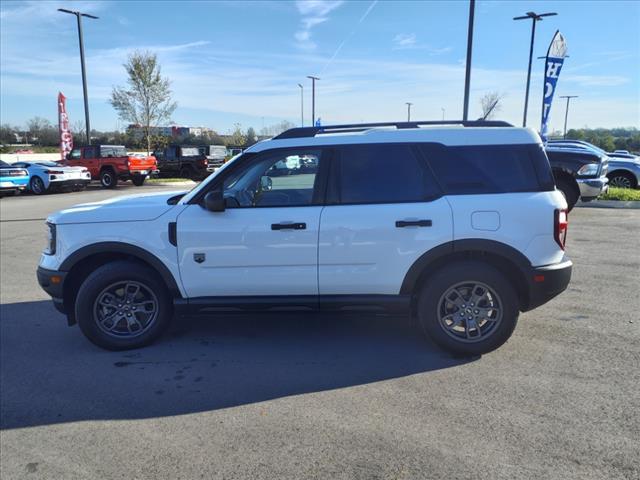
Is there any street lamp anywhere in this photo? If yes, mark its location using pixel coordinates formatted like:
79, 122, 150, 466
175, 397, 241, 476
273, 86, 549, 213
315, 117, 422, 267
307, 75, 320, 127
513, 12, 557, 127
560, 95, 578, 139
298, 83, 304, 127
462, 0, 476, 122
58, 8, 98, 145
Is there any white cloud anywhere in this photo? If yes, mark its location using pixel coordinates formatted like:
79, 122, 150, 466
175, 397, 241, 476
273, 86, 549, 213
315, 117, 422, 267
294, 0, 343, 50
393, 33, 453, 56
393, 33, 416, 48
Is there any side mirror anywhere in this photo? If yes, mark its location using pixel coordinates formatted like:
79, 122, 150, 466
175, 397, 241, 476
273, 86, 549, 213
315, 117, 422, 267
260, 175, 273, 192
204, 188, 226, 212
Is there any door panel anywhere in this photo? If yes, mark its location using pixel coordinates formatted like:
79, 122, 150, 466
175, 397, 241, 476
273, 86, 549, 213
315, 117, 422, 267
318, 198, 453, 295
178, 205, 322, 297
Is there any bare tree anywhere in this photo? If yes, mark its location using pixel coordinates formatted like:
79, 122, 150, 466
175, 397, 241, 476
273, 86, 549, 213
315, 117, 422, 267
480, 92, 502, 120
27, 117, 51, 145
111, 52, 178, 155
260, 120, 296, 137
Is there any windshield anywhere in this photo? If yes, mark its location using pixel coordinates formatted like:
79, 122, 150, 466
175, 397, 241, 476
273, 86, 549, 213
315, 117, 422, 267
100, 145, 127, 158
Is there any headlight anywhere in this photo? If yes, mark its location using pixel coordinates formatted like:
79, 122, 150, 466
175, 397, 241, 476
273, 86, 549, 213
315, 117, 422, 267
578, 163, 600, 177
44, 222, 56, 255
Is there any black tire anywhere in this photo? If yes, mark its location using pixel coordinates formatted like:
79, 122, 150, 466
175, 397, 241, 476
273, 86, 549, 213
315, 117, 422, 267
75, 261, 173, 350
418, 261, 519, 355
556, 178, 580, 211
131, 175, 147, 187
100, 168, 118, 188
607, 171, 638, 188
29, 175, 47, 195
178, 167, 195, 179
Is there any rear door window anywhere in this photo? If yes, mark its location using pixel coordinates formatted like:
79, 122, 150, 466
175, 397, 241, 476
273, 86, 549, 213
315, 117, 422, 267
418, 144, 553, 195
329, 144, 439, 204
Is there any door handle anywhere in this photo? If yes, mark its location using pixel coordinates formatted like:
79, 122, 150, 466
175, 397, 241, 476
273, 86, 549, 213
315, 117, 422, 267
396, 220, 432, 228
271, 222, 307, 230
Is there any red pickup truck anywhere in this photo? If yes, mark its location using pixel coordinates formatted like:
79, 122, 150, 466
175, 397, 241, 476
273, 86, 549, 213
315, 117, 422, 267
64, 145, 158, 188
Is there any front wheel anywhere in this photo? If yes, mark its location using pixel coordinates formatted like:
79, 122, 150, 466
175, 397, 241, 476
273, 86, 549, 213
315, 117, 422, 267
609, 172, 637, 188
131, 175, 147, 187
100, 168, 118, 188
418, 261, 519, 355
29, 176, 47, 195
75, 261, 172, 350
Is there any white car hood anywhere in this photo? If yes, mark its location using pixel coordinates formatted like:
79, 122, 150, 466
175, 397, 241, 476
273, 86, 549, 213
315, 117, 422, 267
47, 190, 185, 225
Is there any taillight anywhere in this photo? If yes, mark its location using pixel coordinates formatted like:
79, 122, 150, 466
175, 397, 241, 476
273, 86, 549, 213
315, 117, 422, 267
553, 209, 569, 250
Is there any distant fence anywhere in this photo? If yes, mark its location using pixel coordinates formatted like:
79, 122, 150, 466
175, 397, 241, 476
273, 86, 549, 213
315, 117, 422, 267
0, 152, 60, 163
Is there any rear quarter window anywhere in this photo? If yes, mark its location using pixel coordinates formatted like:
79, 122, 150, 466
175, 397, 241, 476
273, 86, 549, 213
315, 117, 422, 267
418, 144, 554, 195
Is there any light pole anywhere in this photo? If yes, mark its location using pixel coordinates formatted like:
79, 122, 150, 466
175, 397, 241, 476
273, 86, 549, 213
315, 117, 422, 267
462, 0, 476, 122
298, 83, 304, 127
560, 95, 578, 139
307, 75, 320, 127
513, 12, 557, 127
58, 8, 98, 145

□ □ □ □ □ □ □

Objective
Reproduce the entire listing above word for word, but omit the pictures.

Task result
Is there any street lamp anywhere in this photo? If yes, mark its location using pixel coordinates formatted like:
79, 122, 150, 466
175, 397, 241, 476
273, 86, 549, 213
315, 117, 422, 267
307, 75, 320, 127
513, 12, 557, 127
560, 95, 578, 139
298, 83, 304, 127
462, 0, 476, 122
58, 8, 98, 145
Is there any white cloud anywhere in this photo? If yes, mark its location using pixel coordinates formatted like:
79, 122, 150, 466
175, 397, 241, 476
273, 86, 549, 213
315, 117, 422, 267
294, 0, 343, 50
393, 33, 453, 56
393, 33, 416, 48
Is there any side mirror anywhere in this photo? If yes, mark its location using pixel coordinates formatted like:
79, 122, 150, 466
175, 397, 241, 476
273, 86, 549, 213
315, 117, 422, 267
260, 175, 273, 192
204, 188, 226, 212
Is there any door panel anywhere in this photo? If yes, mark its location using pixel coordinates formatted like:
79, 122, 150, 466
175, 397, 241, 476
273, 86, 549, 213
315, 117, 422, 267
318, 198, 453, 295
178, 205, 322, 297
Is there any bare tree anywhere in this photo? If yes, mark its location using pixel coordinates formatted like:
79, 122, 150, 466
175, 397, 241, 476
273, 86, 549, 213
315, 117, 422, 267
480, 92, 502, 120
27, 117, 51, 145
111, 52, 178, 155
260, 120, 296, 137
Is there any windshield anywhere in this photo? If yes, mark its location using pixel coordinates formatted like:
79, 122, 150, 466
175, 397, 241, 476
273, 86, 549, 213
315, 117, 422, 267
100, 145, 127, 158
Is there any headlight anywhere in this photo? If yes, mark its location using pixel coordinates formatted like:
79, 122, 150, 466
175, 397, 241, 476
273, 86, 549, 213
315, 117, 422, 267
578, 163, 600, 177
44, 222, 56, 255
Is there any black tire anywhere in this photo? If yes, mark its location using pixel coordinates formatted like:
79, 122, 150, 466
175, 397, 241, 476
273, 86, 549, 213
315, 117, 422, 267
75, 261, 173, 350
418, 261, 519, 355
556, 178, 580, 211
131, 175, 147, 187
100, 168, 118, 188
607, 171, 638, 188
29, 175, 47, 195
178, 167, 195, 179
Is there any rear door window anywhere in this photo? If yes, mark its location using pixel coordinates formatted like:
79, 122, 150, 466
175, 397, 241, 476
273, 86, 549, 213
315, 117, 422, 267
418, 144, 553, 195
329, 144, 439, 204
Is there any door handle anywhere in this photo? If yes, mark its location using pixel coordinates formatted like:
79, 122, 150, 466
175, 397, 241, 476
273, 86, 549, 213
315, 117, 422, 267
396, 220, 432, 228
271, 222, 307, 230
Is there any red pickup truck anywhere in this photo? If yes, mark its location using pixel coordinates formatted like:
79, 122, 150, 466
175, 397, 241, 476
273, 86, 549, 213
315, 117, 422, 267
64, 145, 158, 188
Is there any front wheel anywhere in this photo? If yes, mark its location using pixel coordinates formatted like:
79, 122, 150, 466
175, 397, 241, 476
273, 86, 549, 213
315, 117, 422, 267
609, 172, 637, 188
131, 175, 147, 187
100, 168, 118, 188
418, 261, 519, 355
29, 176, 47, 195
75, 261, 172, 350
Is there any white car hood anywhere in this photo? If yes, mark its location using pixel coordinates formatted like:
79, 122, 150, 466
175, 397, 241, 476
273, 86, 549, 213
315, 117, 422, 267
47, 190, 185, 225
Is there any taillight anywhere in this photo? If yes, mark its location using pixel coordinates formatted like:
79, 122, 150, 466
175, 397, 241, 476
273, 86, 549, 213
315, 117, 422, 267
553, 209, 569, 250
Is there any distant fence anywhere in this photo? If yes, mark its location using pixel coordinates formatted like:
79, 122, 150, 466
175, 397, 241, 476
273, 86, 549, 213
315, 117, 422, 267
0, 152, 60, 163
Is there any rear quarter window anywhere in this photo? If yes, mark its location using pixel coordinates formatted like:
79, 122, 150, 466
175, 397, 241, 476
273, 86, 549, 213
315, 117, 422, 267
418, 144, 554, 195
Is there any light pole anywhere in this photo? If yes, mark its location using pixel coordinates formatted like:
79, 122, 150, 466
175, 397, 241, 476
273, 86, 549, 213
315, 117, 422, 267
462, 0, 476, 122
298, 83, 304, 127
560, 95, 578, 139
307, 75, 320, 127
513, 12, 557, 127
58, 8, 98, 145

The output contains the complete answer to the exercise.